(Records excerpted from a collection)
__________________________________________________
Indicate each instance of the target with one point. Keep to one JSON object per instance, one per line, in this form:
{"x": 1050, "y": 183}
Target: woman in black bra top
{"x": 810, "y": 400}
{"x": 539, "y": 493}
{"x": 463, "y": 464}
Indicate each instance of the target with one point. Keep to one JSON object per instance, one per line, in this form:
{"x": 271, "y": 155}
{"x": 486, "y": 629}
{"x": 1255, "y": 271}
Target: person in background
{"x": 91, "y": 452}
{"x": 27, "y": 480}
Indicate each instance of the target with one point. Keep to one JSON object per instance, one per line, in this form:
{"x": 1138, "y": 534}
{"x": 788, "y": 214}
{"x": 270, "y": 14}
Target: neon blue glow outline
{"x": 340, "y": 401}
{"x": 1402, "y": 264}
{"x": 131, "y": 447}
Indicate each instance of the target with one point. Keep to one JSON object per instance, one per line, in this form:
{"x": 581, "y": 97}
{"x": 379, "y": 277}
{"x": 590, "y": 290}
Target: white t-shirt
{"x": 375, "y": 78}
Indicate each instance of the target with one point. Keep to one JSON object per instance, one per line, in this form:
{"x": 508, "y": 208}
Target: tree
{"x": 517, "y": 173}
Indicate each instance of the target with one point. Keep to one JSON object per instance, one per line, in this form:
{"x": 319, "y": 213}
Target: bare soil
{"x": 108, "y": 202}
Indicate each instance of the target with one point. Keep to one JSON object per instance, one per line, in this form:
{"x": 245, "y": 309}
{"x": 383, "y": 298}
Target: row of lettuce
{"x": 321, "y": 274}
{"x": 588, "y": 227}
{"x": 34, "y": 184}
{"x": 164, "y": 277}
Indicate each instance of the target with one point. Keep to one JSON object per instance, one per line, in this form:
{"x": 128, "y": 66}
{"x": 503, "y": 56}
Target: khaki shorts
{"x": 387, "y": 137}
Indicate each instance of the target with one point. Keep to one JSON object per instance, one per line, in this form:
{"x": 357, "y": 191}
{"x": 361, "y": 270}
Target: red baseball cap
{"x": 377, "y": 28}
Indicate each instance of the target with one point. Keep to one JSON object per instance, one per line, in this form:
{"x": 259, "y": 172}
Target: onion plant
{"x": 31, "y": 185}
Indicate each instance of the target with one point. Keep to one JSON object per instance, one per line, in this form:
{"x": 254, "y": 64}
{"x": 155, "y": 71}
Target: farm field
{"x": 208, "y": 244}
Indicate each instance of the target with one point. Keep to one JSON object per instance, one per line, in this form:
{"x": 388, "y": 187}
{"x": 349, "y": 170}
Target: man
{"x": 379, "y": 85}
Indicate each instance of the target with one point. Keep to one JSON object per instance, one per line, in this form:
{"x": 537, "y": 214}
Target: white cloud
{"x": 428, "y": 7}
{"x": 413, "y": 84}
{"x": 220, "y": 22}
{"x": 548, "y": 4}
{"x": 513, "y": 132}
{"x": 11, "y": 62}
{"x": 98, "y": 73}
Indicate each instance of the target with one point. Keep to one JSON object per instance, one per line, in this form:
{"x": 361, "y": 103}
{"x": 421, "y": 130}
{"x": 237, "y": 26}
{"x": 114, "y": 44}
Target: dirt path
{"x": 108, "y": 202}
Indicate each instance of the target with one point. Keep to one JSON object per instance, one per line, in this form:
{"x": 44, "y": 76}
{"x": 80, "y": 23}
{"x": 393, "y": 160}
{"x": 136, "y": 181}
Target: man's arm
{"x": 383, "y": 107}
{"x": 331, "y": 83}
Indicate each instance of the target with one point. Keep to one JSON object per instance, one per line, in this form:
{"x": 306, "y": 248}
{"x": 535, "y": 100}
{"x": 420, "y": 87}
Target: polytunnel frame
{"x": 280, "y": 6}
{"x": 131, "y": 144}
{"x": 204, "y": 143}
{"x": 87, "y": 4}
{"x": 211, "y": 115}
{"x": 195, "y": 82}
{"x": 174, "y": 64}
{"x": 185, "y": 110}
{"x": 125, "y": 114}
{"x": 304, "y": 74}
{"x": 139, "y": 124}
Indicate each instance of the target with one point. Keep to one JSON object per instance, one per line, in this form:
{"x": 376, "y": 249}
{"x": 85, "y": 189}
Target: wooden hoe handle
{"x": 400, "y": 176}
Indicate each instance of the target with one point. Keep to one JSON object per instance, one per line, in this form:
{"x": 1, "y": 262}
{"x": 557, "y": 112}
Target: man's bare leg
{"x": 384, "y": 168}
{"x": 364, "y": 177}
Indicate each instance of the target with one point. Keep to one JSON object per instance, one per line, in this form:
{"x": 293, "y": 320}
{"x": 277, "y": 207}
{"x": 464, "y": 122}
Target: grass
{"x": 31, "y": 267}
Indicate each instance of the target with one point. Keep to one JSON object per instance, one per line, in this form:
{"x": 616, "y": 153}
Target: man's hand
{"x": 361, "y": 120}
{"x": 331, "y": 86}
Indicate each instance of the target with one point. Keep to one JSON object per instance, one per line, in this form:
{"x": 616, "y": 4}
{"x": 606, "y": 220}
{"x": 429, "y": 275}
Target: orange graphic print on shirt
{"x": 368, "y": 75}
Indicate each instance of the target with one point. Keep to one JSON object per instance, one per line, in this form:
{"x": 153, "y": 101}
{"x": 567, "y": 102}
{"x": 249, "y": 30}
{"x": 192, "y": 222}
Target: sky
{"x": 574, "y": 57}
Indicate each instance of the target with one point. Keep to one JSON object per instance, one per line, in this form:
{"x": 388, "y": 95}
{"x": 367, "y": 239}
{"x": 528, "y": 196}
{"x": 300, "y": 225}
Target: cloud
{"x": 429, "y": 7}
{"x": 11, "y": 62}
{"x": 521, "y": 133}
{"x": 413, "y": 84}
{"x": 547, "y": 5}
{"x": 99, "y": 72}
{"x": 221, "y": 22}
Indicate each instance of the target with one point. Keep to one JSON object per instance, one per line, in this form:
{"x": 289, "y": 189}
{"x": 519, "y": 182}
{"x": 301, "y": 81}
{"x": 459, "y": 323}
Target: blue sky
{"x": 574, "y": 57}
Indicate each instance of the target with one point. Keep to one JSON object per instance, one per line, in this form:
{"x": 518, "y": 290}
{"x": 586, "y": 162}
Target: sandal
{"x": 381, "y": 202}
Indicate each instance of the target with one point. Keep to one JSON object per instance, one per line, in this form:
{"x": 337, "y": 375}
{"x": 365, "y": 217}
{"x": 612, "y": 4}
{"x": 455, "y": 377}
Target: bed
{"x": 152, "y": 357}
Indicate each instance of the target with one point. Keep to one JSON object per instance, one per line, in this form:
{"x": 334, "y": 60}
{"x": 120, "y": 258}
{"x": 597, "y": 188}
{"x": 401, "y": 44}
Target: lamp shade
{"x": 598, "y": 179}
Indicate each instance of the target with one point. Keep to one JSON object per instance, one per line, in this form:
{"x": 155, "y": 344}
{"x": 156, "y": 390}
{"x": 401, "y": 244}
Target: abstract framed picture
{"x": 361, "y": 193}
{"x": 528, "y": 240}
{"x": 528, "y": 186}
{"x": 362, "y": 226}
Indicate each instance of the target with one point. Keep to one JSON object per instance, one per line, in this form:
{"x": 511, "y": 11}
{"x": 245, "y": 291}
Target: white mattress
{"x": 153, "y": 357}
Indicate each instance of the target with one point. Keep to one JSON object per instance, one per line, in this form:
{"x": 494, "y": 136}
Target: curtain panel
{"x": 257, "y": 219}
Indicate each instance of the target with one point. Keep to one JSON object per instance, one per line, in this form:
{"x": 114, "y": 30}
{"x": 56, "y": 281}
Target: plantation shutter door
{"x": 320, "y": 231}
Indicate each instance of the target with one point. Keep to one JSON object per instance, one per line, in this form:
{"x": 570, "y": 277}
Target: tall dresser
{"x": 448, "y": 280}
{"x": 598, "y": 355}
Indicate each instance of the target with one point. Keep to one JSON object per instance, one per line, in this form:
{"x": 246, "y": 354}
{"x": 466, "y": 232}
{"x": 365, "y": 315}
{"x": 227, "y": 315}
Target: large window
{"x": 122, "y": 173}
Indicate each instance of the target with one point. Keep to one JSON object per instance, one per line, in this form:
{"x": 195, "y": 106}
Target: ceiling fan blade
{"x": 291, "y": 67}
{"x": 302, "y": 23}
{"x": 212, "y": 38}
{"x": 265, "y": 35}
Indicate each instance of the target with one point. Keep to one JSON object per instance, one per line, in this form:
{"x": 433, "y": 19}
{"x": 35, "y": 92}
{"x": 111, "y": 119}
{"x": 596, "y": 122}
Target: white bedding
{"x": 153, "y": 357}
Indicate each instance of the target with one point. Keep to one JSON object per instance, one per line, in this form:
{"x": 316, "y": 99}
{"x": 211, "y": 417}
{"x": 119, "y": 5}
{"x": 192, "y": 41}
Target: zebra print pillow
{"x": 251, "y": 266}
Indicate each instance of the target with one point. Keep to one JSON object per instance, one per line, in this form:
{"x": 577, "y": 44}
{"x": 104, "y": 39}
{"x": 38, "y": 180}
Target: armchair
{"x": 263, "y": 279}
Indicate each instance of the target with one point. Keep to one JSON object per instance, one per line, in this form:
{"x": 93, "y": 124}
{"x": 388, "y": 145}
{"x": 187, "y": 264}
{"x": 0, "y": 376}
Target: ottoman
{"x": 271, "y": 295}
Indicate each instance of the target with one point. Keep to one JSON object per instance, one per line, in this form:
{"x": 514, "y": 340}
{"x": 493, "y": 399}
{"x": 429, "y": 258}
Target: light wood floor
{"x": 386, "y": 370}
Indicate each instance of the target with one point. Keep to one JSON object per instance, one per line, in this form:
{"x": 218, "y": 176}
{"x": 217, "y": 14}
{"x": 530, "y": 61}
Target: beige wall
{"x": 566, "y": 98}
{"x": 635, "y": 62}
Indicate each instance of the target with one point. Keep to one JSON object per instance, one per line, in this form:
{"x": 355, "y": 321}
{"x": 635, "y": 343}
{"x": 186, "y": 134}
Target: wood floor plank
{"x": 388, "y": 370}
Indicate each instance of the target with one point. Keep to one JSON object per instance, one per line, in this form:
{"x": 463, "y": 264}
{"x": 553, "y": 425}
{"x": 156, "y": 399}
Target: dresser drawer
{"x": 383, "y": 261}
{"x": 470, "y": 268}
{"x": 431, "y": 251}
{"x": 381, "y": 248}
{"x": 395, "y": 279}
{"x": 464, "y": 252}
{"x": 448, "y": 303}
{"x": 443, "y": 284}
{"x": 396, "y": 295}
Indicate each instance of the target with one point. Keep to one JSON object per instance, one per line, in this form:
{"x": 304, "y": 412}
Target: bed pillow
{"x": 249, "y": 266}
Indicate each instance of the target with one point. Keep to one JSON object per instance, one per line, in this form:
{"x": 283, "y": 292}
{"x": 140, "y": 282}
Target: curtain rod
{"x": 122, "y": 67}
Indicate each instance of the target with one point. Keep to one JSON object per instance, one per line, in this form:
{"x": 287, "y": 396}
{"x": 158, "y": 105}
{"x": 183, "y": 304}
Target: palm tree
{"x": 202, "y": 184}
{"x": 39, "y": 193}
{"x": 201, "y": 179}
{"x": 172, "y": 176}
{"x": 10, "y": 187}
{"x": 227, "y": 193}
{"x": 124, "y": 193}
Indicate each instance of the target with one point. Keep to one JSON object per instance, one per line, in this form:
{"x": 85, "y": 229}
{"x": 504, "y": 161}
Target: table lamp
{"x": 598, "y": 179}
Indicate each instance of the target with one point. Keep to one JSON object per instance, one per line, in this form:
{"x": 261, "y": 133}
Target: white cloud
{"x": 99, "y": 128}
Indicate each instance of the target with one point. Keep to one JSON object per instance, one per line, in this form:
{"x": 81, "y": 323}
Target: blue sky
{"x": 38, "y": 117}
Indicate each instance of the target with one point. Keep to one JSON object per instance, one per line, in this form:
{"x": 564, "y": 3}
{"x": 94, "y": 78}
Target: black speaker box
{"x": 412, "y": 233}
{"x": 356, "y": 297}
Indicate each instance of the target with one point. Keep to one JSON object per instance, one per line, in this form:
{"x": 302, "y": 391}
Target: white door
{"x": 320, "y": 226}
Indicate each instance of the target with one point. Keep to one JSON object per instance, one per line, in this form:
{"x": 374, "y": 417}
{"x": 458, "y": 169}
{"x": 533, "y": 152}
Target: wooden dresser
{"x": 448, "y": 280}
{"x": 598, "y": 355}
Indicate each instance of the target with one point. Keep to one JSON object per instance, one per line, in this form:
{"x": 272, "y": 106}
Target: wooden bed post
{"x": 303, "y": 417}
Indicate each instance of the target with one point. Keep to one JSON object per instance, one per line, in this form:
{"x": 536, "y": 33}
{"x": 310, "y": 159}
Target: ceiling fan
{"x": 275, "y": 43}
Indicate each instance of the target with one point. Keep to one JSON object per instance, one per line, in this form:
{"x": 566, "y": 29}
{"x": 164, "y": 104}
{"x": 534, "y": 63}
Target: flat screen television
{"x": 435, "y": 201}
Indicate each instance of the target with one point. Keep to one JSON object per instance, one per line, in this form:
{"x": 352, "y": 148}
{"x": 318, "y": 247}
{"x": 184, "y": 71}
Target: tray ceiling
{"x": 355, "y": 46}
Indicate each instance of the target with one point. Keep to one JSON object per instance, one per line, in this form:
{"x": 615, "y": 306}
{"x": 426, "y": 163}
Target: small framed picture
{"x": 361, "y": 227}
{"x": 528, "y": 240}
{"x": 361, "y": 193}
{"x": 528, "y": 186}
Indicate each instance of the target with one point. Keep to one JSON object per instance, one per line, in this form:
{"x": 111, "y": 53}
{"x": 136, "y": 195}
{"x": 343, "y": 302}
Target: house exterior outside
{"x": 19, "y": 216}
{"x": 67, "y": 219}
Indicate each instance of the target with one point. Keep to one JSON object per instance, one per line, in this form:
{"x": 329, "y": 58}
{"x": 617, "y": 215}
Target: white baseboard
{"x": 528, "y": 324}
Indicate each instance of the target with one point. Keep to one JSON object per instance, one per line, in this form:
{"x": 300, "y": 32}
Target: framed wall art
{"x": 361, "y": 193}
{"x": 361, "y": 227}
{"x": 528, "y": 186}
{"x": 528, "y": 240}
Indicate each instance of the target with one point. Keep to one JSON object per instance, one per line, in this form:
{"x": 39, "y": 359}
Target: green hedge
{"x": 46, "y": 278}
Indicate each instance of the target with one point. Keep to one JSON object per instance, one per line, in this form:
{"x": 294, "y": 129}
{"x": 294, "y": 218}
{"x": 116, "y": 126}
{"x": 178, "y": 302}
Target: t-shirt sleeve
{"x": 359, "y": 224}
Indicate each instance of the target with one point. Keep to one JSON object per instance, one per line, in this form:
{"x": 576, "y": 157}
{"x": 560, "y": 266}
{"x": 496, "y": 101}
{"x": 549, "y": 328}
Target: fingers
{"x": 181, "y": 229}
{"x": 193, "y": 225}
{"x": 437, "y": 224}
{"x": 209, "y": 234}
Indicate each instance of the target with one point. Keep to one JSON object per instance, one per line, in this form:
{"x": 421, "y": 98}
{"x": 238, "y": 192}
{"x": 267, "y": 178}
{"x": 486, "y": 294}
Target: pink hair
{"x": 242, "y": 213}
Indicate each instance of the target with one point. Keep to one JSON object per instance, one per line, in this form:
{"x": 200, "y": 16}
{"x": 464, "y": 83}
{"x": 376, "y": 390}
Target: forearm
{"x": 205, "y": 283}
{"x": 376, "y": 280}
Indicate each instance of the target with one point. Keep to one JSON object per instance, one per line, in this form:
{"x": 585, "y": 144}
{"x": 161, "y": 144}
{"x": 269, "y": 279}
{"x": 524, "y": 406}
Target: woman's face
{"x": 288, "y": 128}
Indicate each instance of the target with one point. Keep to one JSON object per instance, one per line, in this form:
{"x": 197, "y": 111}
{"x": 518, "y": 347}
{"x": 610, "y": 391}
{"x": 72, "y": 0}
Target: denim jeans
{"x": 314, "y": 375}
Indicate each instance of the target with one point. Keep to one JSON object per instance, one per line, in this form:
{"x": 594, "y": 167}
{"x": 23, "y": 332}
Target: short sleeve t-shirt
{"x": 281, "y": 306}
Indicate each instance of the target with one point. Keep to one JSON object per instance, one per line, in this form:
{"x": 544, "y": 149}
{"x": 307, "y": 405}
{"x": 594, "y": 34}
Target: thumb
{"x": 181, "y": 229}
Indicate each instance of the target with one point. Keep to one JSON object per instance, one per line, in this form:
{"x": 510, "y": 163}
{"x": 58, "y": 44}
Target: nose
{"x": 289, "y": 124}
__________________________________________________
Work request –
Starting at the line that contains "Target: woman's face", copy every line down to the last line of the records above, exactly as written.

The answer –
Target: woman's face
{"x": 288, "y": 128}
Indicate each instance of the target with one point. Keep to one JSON object per instance, one per line, in this form:
{"x": 197, "y": 111}
{"x": 518, "y": 347}
{"x": 610, "y": 391}
{"x": 72, "y": 0}
Target: denim jeans
{"x": 314, "y": 375}
Indicate each instance of the target with one point. Keep to one JSON object per instance, one per line, in this form:
{"x": 594, "y": 167}
{"x": 23, "y": 332}
Target: short sleeve t-shirt
{"x": 281, "y": 306}
Indicate each instance of the target with one point. Keep to one JSON object per instance, one per line, in this form:
{"x": 544, "y": 149}
{"x": 307, "y": 405}
{"x": 594, "y": 34}
Target: thumb
{"x": 181, "y": 229}
Indicate each instance of the target with one point. Keep to one JSON object per instance, one per line, in this form:
{"x": 510, "y": 163}
{"x": 58, "y": 44}
Target: nose
{"x": 289, "y": 124}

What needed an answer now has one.